▸ EXERCISE:
Copy all of the data below word for word, with the pictures left out.

▸ STORED DATA:
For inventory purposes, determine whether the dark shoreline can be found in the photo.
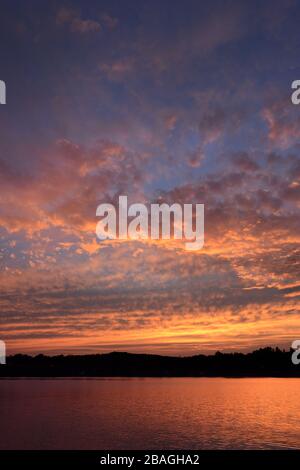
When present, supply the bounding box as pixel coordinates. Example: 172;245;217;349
0;348;300;379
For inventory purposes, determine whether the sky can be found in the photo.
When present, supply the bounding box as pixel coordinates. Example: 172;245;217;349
0;0;300;355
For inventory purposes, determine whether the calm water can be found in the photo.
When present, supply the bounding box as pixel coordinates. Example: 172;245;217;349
0;378;300;450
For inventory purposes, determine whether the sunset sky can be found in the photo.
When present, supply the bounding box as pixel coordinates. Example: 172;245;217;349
0;0;300;355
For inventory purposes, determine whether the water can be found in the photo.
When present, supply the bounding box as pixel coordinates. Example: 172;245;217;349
0;378;300;450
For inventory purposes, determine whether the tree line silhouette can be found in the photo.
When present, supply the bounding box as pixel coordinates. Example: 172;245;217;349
0;347;300;377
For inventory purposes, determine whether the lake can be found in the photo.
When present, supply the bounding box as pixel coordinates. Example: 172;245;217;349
0;378;300;450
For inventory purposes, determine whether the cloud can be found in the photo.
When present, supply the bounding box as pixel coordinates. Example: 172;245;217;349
56;7;101;34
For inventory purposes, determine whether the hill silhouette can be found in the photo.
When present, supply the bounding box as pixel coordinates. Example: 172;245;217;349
0;347;300;377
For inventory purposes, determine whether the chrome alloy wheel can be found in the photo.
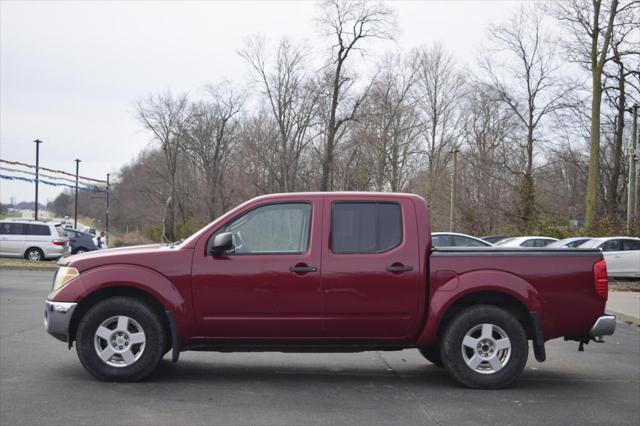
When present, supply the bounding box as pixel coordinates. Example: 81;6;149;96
462;324;511;374
27;250;42;262
94;315;147;367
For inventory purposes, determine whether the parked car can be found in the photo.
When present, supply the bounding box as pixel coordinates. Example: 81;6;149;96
495;236;558;248
580;237;640;278
0;219;69;261
45;192;616;388
91;231;109;250
431;232;493;247
65;229;98;254
480;235;511;244
546;237;592;248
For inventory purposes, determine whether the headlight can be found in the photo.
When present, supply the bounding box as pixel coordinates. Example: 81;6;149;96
52;266;80;291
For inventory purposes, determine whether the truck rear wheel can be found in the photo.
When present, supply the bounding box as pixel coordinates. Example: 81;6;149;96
76;297;167;382
418;346;444;368
441;305;529;389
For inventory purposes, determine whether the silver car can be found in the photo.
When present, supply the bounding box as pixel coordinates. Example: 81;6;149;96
0;220;69;261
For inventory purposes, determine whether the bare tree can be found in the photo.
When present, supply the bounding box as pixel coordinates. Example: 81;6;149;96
481;7;574;229
240;38;319;192
320;0;395;191
358;54;420;191
552;0;637;226
185;84;244;220
601;13;640;221
460;84;518;235
137;92;188;240
414;43;465;199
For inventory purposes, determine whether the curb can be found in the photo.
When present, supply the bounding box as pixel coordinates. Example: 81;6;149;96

▸ RIGHT ANSWER:
For inventory purposes, determine whether the dark shoreline can be found in the photo.
When present, supply the bounding box as pixel coordinates. Example: 172;245;217;349
0;348;300;379
For inventory purposes, determine whether the sky can be found in the photo.
When present, supply the bounding box as pixel coordinates. Example: 172;245;217;349
0;0;300;355
For inventory purposes, determine whether the calm water can be found in the photo.
When present, supply the bounding box as pixel coordinates. Example: 172;245;217;349
0;378;300;450
For inventory purposes, determine whether the sunset sky can be found in the photo.
When present, supply the bounding box as pixel coordinates. Example: 172;245;217;349
0;0;300;355
For inventory purposes, determine whether the water can be found in the photo.
When present, supply the bounding box as pixel coordinates. Example: 172;245;217;349
0;378;300;450
For inventory purposes, determine whether the tree line silhouette can be found in the photo.
When present, supply the bounding box as pixel coordinates. Example: 172;245;217;349
0;347;300;377
For inventory purposes, determine whether the lake can be found in the photo.
When present, supply the bounding box as pixel coordinates. Example: 172;245;217;349
0;378;300;450
For inventory purposes, determine whether the cloud can be found in the photo.
When present, supply the bounding box as pixel coordinates. Example: 172;245;217;349
56;7;101;34
For inventory purposes, determine whether the hill silhouette can be found in the photo.
When present, supply the bounding box as pixel coordinates. Example: 172;245;217;349
0;347;300;377
For inventory purposes, determine whether the chrome alloy wheel can be found in the photo.
When present, supply the bounding box as pixel coordinates. Example: 81;6;149;96
462;324;511;374
27;250;42;262
94;315;147;367
For inventory purposes, determine whether the parked car can be found in the photo.
When present, supply the bounding box as pixel coordinates. Example: 81;6;149;96
495;236;558;248
580;237;640;278
0;219;69;261
45;192;616;388
91;231;109;250
431;232;493;247
65;229;98;254
480;235;511;244
546;237;592;248
For inventory purposes, determine whether the headlight can be found in the photo.
When present, supply the bounding box as pixel coordinates. Example: 81;6;149;96
52;266;80;291
For inventory purposes, determine whether the truck rear wheel can be found in the photo.
When present, supply the bounding box as pixel coordinates. Example: 81;6;149;96
76;297;167;382
418;346;444;368
441;305;529;389
For inventory purposes, determine whether the silver car can be found in the photo.
When present, supply the bounding box as pixel coordinates. Example: 81;6;149;96
0;220;69;261
For inventory purposes, determine whether the bare tree can be found in the photo.
When present, supply the bounding box as pixel coordinates. Example: 81;6;149;96
481;7;574;229
240;38;319;192
320;0;395;191
358;54;420;191
552;0;637;226
185;84;244;220
601;13;640;221
460;84;518;235
137;92;188;240
414;43;465;199
For inventory purposes, determine whether the curb can be found in the photo.
When present, supply the bounding box as pixel coordinates. Example: 81;6;149;96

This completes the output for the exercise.